[[ Data supplied open ]]

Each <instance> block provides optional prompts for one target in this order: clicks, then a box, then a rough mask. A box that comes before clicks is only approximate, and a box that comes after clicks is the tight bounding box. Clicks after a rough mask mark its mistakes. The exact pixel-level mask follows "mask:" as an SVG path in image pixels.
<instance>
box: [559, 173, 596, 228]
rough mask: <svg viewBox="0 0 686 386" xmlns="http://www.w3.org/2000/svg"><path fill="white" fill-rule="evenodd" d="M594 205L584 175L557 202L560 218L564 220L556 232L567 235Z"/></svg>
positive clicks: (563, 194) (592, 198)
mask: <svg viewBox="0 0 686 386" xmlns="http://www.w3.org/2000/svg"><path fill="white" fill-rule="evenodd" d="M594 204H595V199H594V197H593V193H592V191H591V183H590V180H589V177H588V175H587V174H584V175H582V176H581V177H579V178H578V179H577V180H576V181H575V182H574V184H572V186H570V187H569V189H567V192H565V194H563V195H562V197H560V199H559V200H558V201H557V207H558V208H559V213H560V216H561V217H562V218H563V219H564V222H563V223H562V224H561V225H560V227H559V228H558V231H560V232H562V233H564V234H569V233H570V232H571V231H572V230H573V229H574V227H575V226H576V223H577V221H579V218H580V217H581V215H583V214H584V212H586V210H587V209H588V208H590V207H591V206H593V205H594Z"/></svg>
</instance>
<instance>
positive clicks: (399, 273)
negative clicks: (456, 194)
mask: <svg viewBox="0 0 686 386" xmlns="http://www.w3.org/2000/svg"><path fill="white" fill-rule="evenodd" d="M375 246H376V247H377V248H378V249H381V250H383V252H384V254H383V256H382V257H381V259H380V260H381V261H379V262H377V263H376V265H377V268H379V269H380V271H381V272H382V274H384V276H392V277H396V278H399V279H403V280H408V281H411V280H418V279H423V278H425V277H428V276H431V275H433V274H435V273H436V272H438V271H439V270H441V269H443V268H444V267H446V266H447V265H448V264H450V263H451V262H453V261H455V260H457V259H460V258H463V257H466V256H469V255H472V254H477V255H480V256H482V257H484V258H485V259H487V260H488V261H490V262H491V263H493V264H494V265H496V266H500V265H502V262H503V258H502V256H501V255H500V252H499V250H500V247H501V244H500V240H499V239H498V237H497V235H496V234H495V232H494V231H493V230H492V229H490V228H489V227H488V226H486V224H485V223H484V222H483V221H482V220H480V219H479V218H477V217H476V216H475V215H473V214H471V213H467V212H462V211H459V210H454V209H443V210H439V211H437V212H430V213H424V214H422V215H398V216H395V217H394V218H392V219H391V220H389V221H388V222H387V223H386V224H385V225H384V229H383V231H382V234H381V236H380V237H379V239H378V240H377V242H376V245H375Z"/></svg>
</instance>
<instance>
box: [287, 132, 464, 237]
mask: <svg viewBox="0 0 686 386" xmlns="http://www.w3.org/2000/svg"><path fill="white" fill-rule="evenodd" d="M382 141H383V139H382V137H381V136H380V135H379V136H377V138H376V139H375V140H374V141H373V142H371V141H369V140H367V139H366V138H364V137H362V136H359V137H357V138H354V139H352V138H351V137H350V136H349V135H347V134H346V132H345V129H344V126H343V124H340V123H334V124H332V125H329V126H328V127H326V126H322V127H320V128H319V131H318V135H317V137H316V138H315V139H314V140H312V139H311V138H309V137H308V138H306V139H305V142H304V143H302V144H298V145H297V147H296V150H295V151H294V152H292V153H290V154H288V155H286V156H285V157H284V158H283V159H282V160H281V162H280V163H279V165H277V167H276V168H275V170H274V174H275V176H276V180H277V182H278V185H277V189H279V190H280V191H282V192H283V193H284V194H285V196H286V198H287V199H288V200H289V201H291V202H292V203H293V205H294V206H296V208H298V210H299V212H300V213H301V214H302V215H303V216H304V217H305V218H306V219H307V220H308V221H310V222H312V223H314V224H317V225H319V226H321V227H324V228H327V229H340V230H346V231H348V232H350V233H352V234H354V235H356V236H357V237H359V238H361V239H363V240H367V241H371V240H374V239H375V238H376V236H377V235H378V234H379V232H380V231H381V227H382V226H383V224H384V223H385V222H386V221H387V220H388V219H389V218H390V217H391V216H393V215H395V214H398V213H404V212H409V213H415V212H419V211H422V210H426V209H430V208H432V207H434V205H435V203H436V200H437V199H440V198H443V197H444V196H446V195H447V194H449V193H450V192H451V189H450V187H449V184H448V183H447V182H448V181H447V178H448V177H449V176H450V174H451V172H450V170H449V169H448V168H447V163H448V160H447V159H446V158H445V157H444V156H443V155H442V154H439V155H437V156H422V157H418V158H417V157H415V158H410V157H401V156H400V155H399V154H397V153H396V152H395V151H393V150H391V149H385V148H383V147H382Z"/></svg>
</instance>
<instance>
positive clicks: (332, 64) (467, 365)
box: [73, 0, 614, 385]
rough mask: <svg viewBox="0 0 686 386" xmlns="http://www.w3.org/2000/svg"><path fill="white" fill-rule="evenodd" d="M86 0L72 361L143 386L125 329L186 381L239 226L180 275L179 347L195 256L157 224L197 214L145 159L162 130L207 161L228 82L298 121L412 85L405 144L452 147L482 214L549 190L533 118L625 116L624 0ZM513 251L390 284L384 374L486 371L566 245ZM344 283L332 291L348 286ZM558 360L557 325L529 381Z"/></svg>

[[ Data supplied closed ]]
[[ Data supplied open ]]

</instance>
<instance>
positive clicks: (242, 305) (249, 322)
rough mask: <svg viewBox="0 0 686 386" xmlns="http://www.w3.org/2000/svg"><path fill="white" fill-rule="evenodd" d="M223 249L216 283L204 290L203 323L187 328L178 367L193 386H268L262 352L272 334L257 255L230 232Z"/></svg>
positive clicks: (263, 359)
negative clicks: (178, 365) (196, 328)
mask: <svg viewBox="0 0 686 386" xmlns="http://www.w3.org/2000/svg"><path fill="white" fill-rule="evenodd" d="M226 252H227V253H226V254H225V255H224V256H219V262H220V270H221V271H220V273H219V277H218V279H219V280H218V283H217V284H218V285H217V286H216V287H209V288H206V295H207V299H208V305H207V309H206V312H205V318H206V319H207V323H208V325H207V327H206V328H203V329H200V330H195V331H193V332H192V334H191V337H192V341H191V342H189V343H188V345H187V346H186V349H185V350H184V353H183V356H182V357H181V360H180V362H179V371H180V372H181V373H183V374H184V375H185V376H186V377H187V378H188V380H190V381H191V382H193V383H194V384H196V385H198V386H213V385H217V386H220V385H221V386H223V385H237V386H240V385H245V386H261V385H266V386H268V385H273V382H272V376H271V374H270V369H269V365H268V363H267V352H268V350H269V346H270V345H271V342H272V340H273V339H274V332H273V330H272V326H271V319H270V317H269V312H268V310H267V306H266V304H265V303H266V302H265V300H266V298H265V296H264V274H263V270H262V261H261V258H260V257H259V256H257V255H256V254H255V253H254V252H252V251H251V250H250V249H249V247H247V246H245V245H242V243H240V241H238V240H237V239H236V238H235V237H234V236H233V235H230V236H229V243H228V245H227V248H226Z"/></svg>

[[ Data supplied closed ]]

• _Work instructions_: Begin at the line that has "Each <instance> block" and stop after the line that has "positive clicks: (563, 194) (592, 198)". Write out those lines again, changing every "rough mask" to "coarse mask" and leaving everything else the same.

• _Written answer_:
Each <instance> block provides optional prompts for one target in this order: clicks, then a box, then a coarse mask. A box that comes before clicks is only approximate, and a box that comes after clicks is the tight bounding box. Clicks after a coarse mask mark its mistakes. The exact pixel-level mask follows "mask:" as an SVG path in image pixels.
<instance>
box: [559, 173, 596, 228]
coarse mask: <svg viewBox="0 0 686 386" xmlns="http://www.w3.org/2000/svg"><path fill="white" fill-rule="evenodd" d="M594 205L584 175L557 202L560 218L564 220L556 232L567 235Z"/></svg>
positive clicks: (563, 194) (592, 198)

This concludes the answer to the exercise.